#### Trecho fornecido:
E a ciência se torna mais importante que nunca no século 21, em que estamos sendo desafiados a compreender e buscar soluções para desafios de complexidade crescente. Os maiores problemas do nosso tempo estão enraizados em múltiplos domínios da ciência e só podem ser tratados adequadamente se ampliarmos o nosso conhecimento sobre a natureza interconectada dos sistemas humano e natural.
Esse é o caso das mudanças climáticas, um dos temas mais pulsantes na agenda da sociedade, que envolve interações complexas entre ar, água, solo e os mais variados organismos vivos — plantas, animais e microrganismos. O inesperado surgimento e a rápida disseminação do coronavírus também ilustra a realidade complexa em que estamos imersos, com riscos que podem emergir de inter-relações complexas entre elementos biológicos, físicos, sociais, culturais, políticos e tecnológicos.
É por isso que o conceito de nexo — ou temas vinculados por múltiplas conexões — ganha cada vez mais espaço no mundo da ciência e na vida da sociedade. Como o nexo “alimento-nutrição-saúde”, que nos estimula a superar a desvinculação entre os sistemas alimentares e de saúde e suas graves consequências para a sociedade. Ou o nexo “água-alimento-energia-natureza”, que nos alerta para a estreita relação entre a água – recurso que sustenta a vida no planeta – e a segurança alimentar, energética e ambiental.
É por isso que precisamos refletir na lógica dos nexos e dos riscos associados ao uso competitivo da água, recurso natural mais importante para a humanidade, infelizmente escasso em quantidade e em qualidade.

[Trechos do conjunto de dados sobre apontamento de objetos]
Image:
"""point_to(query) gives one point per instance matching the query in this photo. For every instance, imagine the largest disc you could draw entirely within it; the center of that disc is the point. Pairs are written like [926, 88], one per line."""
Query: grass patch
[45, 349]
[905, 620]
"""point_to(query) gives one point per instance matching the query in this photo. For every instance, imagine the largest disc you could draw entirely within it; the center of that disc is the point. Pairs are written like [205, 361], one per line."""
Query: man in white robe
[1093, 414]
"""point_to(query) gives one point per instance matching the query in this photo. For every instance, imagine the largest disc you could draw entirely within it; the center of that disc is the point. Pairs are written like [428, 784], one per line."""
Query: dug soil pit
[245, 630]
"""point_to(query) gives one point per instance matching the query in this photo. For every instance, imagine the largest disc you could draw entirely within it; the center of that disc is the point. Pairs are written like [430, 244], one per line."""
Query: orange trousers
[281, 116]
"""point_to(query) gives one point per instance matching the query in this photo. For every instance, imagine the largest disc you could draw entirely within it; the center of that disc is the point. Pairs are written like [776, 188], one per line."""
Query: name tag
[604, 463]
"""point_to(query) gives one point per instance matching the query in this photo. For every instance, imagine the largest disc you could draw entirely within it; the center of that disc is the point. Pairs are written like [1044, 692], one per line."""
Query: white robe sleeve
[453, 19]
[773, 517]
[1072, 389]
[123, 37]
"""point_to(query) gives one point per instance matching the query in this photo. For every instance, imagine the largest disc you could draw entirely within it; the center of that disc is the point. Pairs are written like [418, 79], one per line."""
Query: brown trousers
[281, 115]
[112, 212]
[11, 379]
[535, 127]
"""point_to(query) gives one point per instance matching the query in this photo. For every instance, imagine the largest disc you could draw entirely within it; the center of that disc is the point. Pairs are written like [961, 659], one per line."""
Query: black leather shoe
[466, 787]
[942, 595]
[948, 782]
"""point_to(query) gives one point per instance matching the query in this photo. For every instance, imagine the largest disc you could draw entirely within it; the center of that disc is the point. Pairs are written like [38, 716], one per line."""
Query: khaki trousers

#### Instruções:
1: Copie do trecho sobre ciência e nexos a passagem que começa em "E a ciência" e segue até "políticos e tecnológicos.", sem alterar nada.
2: Responda com base no trecho sobre ciência e nexos:
(a) Entre quais elementos ocorrem as interações complexas envolvidas nas mudanças climáticas?
(b) Qual nexo nos estimula a superar a desvinculação entre os sistemas alimentares e de saúde?
(c) Como a água é qualificada no último parágrafo?

#### Respostas às tarefas:
1:
E a ciência se torna mais importante que nunca no século 21, em que estamos sendo desafiados a compreender e buscar soluções para desafios de complexidade crescente. Os maiores problemas do nosso tempo estão enraizados em múltiplos domínios da ciência e só podem ser tratados adequadamente se ampliarmos o nosso conhecimento sobre a natureza interconectada dos sistemas humano e natural.
Esse é o caso das mudanças climáticas, um dos temas mais pulsantes na agenda da sociedade, que envolve interações complexas entre ar, água, solo e os mais variados organismos vivos — plantas, animais e microrganismos. O inesperado surgimento e a rápida disseminação do coronavírus também ilustra a realidade complexa em que estamos imersos, com riscos que podem emergir de inter-relações complexas entre elementos biológicos, físicos, sociais, culturais, políticos e tecnológicos.

2:
(a) Entre ar, água, solo e os mais variados organismos vivos: plantas, animais e microrganismos.
(b) O nexo "alimento-nutrição-saúde".
(c) Como o recurso natural mais importante para a humanidade, infelizmente escasso em quantidade e em qualidade.